Point-per-instance localization data
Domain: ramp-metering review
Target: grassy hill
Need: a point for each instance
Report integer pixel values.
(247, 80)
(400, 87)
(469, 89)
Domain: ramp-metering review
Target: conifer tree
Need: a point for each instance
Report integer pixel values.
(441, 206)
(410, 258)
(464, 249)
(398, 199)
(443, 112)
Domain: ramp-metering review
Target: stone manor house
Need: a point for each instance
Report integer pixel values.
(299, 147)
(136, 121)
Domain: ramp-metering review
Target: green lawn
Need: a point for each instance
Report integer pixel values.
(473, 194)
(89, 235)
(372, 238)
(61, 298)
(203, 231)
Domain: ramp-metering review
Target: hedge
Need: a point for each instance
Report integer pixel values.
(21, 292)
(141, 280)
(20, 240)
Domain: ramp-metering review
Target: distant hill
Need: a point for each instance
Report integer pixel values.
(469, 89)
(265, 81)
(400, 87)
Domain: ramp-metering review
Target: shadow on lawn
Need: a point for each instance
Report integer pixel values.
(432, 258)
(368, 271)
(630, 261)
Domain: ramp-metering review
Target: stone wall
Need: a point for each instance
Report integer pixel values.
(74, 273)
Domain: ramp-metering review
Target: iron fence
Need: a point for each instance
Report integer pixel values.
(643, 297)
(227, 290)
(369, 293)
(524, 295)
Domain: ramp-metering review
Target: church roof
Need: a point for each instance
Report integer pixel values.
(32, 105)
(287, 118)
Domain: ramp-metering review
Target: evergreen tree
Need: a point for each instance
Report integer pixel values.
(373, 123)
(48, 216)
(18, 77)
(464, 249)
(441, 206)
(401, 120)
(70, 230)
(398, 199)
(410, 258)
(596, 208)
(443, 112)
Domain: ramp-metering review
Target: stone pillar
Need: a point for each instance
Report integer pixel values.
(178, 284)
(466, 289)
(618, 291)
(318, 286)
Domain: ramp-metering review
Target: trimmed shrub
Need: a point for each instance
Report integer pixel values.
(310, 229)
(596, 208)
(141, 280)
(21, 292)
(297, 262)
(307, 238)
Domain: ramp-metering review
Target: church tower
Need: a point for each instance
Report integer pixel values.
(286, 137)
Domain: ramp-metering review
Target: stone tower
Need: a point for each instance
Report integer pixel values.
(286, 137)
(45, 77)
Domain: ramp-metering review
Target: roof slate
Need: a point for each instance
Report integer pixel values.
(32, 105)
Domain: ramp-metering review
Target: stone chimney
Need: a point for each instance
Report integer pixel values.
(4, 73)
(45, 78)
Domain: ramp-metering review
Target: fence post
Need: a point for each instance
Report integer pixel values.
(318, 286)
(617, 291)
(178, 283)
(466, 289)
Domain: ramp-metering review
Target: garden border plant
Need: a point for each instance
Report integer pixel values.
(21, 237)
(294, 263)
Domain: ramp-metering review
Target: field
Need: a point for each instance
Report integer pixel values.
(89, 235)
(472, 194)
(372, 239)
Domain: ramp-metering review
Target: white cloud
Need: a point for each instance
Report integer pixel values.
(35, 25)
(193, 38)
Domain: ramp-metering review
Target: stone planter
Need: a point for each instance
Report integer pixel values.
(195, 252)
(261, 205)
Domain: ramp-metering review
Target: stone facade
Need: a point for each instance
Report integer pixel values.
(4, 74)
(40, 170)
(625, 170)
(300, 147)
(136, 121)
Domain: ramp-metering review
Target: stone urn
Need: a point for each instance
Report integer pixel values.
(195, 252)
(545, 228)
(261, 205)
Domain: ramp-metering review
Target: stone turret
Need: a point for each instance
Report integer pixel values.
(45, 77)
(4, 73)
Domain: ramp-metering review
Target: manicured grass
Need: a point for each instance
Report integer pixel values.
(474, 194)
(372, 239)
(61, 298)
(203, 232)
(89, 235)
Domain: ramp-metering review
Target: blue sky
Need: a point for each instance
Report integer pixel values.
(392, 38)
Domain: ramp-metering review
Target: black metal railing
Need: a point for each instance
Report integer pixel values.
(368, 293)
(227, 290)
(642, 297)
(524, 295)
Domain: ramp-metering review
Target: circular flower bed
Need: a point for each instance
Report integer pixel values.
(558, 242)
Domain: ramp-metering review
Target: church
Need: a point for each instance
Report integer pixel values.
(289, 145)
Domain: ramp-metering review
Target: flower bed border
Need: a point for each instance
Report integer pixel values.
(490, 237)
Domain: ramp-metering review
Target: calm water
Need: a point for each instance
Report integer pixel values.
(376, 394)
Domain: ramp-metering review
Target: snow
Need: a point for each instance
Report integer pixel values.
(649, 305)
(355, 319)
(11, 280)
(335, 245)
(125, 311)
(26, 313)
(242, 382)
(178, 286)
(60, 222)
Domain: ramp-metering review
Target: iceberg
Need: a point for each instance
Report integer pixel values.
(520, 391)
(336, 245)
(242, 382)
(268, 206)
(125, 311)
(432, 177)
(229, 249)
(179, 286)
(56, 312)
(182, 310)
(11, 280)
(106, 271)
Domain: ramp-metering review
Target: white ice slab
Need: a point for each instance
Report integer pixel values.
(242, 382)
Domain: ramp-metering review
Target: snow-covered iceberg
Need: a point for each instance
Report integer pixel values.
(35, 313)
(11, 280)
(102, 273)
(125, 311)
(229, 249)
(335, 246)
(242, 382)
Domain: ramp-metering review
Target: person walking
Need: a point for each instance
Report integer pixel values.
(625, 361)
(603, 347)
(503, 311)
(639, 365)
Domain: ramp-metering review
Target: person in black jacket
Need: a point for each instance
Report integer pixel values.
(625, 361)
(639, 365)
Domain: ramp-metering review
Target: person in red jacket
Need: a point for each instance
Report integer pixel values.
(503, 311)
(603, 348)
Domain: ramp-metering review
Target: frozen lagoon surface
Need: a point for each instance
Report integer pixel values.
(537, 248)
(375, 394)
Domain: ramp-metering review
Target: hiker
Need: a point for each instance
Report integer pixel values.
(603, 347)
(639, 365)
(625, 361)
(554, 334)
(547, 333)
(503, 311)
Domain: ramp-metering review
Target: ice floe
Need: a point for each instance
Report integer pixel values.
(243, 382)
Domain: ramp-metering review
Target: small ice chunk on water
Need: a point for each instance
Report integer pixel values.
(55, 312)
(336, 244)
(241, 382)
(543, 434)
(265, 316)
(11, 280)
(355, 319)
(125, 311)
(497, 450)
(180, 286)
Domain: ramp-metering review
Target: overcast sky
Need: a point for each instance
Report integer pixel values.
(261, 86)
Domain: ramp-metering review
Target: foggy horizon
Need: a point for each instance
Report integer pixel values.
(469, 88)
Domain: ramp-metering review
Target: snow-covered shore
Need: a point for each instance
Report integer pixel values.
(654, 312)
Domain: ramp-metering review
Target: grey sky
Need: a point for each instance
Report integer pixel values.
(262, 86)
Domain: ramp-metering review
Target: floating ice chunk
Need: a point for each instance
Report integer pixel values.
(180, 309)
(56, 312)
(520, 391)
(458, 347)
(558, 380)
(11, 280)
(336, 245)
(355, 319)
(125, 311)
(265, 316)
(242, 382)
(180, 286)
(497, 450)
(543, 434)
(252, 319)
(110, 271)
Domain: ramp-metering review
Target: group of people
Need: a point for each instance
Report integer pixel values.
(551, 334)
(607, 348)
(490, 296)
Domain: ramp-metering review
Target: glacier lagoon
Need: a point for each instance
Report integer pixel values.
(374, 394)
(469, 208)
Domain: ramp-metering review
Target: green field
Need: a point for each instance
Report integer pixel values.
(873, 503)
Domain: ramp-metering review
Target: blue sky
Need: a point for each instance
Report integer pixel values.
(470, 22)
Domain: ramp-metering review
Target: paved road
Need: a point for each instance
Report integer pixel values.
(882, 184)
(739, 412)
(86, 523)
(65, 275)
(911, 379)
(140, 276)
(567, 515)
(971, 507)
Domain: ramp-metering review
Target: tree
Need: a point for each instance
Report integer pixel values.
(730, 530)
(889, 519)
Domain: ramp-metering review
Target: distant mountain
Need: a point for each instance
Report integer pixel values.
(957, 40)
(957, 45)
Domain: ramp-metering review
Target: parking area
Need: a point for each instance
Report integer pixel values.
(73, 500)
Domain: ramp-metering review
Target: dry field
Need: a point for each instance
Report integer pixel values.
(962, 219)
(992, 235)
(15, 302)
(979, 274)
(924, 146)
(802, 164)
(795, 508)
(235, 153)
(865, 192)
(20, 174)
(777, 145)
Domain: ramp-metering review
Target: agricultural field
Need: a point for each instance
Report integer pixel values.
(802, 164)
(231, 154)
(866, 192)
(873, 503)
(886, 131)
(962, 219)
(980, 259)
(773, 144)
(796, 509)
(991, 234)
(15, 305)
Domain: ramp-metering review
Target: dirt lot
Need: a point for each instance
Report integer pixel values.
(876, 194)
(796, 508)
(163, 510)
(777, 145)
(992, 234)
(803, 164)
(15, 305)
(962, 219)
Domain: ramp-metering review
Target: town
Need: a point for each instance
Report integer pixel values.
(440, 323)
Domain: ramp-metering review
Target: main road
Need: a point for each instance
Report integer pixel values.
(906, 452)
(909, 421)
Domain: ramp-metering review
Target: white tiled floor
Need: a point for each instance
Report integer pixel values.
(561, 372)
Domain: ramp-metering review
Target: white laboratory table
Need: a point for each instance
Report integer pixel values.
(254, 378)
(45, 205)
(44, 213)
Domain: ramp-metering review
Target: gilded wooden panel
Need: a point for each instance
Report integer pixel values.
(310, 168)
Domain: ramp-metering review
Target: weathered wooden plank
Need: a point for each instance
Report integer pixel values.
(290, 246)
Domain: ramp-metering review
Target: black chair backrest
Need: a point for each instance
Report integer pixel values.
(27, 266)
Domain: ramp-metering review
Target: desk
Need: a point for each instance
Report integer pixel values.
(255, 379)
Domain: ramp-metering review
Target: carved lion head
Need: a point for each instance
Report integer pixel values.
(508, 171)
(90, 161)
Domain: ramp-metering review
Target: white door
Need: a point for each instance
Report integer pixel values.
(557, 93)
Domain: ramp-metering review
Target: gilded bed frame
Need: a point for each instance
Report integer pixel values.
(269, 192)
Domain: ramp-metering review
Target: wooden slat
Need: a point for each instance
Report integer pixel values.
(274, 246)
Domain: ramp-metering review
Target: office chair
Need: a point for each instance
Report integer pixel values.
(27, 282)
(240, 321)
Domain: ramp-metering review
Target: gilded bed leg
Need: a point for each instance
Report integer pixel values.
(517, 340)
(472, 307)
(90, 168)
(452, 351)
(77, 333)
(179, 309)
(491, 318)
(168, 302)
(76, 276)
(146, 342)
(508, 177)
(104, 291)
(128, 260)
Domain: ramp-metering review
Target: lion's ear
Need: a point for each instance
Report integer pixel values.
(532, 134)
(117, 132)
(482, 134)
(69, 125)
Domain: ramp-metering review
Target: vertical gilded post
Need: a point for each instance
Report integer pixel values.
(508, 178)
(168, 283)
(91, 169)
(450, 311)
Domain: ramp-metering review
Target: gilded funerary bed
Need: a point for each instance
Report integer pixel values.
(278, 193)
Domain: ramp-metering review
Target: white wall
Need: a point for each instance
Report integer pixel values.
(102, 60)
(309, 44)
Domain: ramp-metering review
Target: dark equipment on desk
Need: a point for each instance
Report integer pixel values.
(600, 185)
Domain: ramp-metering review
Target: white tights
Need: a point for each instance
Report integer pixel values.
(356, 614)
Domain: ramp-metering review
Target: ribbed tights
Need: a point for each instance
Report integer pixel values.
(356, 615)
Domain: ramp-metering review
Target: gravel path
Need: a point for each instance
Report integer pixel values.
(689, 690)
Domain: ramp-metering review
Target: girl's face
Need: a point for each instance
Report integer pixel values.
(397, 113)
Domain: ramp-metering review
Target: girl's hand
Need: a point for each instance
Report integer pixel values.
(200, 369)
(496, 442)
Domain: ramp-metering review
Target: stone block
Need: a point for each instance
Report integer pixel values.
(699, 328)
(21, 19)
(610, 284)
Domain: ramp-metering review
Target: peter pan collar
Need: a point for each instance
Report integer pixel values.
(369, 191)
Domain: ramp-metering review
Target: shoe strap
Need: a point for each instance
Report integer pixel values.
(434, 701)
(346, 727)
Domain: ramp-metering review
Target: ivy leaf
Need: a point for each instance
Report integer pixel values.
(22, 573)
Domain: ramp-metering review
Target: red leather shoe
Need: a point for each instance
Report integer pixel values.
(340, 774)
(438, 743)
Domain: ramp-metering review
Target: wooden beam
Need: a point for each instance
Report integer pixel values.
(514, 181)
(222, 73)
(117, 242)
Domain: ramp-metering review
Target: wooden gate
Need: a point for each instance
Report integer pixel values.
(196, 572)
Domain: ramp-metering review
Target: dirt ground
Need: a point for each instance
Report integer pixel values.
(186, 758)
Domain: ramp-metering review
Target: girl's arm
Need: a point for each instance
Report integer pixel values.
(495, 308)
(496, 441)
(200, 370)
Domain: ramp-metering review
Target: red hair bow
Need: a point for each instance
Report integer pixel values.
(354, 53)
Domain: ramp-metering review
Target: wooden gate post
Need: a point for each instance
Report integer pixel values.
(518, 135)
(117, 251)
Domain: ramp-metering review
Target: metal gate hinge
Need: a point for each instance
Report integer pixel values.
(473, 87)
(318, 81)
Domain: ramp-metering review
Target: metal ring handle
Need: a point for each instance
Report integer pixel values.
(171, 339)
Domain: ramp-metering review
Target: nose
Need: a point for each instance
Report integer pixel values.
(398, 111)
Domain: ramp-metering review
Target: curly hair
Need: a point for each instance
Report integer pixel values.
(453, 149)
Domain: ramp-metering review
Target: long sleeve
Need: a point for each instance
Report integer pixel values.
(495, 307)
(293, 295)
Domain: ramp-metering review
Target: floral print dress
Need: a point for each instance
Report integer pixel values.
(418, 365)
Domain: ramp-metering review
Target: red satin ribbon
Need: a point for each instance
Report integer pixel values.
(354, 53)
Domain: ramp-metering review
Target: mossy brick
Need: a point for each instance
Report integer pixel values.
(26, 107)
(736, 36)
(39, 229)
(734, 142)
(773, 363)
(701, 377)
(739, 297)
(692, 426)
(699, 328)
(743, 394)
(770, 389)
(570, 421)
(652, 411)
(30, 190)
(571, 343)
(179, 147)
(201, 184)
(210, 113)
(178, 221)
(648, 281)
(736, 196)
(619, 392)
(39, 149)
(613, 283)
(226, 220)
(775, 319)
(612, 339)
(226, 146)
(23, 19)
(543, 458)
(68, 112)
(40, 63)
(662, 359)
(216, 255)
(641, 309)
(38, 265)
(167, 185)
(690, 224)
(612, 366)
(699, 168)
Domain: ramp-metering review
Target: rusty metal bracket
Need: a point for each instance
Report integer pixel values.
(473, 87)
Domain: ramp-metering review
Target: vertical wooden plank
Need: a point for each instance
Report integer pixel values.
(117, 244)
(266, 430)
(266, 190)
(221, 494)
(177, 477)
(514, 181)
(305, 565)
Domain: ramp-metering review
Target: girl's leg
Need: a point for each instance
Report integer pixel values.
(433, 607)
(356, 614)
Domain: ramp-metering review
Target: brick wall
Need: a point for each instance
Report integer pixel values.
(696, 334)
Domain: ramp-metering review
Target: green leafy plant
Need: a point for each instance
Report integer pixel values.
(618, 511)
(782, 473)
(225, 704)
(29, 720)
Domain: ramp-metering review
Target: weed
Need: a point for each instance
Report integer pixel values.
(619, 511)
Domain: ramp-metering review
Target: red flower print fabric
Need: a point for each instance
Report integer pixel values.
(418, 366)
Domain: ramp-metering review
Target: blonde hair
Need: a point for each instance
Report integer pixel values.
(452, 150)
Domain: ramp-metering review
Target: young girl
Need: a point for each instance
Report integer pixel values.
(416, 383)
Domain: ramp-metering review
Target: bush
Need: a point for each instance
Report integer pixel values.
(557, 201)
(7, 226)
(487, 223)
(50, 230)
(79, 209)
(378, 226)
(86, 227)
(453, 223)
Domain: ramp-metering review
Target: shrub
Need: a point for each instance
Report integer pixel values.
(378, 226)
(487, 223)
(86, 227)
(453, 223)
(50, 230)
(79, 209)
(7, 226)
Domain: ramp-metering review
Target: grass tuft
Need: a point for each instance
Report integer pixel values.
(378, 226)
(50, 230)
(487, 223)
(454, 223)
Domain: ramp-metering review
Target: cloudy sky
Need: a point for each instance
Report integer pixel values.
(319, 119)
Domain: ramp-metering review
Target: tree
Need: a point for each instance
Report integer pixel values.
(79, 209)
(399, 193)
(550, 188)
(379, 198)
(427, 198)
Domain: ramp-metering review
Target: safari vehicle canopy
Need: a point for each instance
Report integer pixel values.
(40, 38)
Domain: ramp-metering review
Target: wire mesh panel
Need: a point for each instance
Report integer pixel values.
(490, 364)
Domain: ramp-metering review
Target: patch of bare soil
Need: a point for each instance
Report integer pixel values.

- Prompt
State how many lines above contain the string "black", with no other words.

- Finished task
3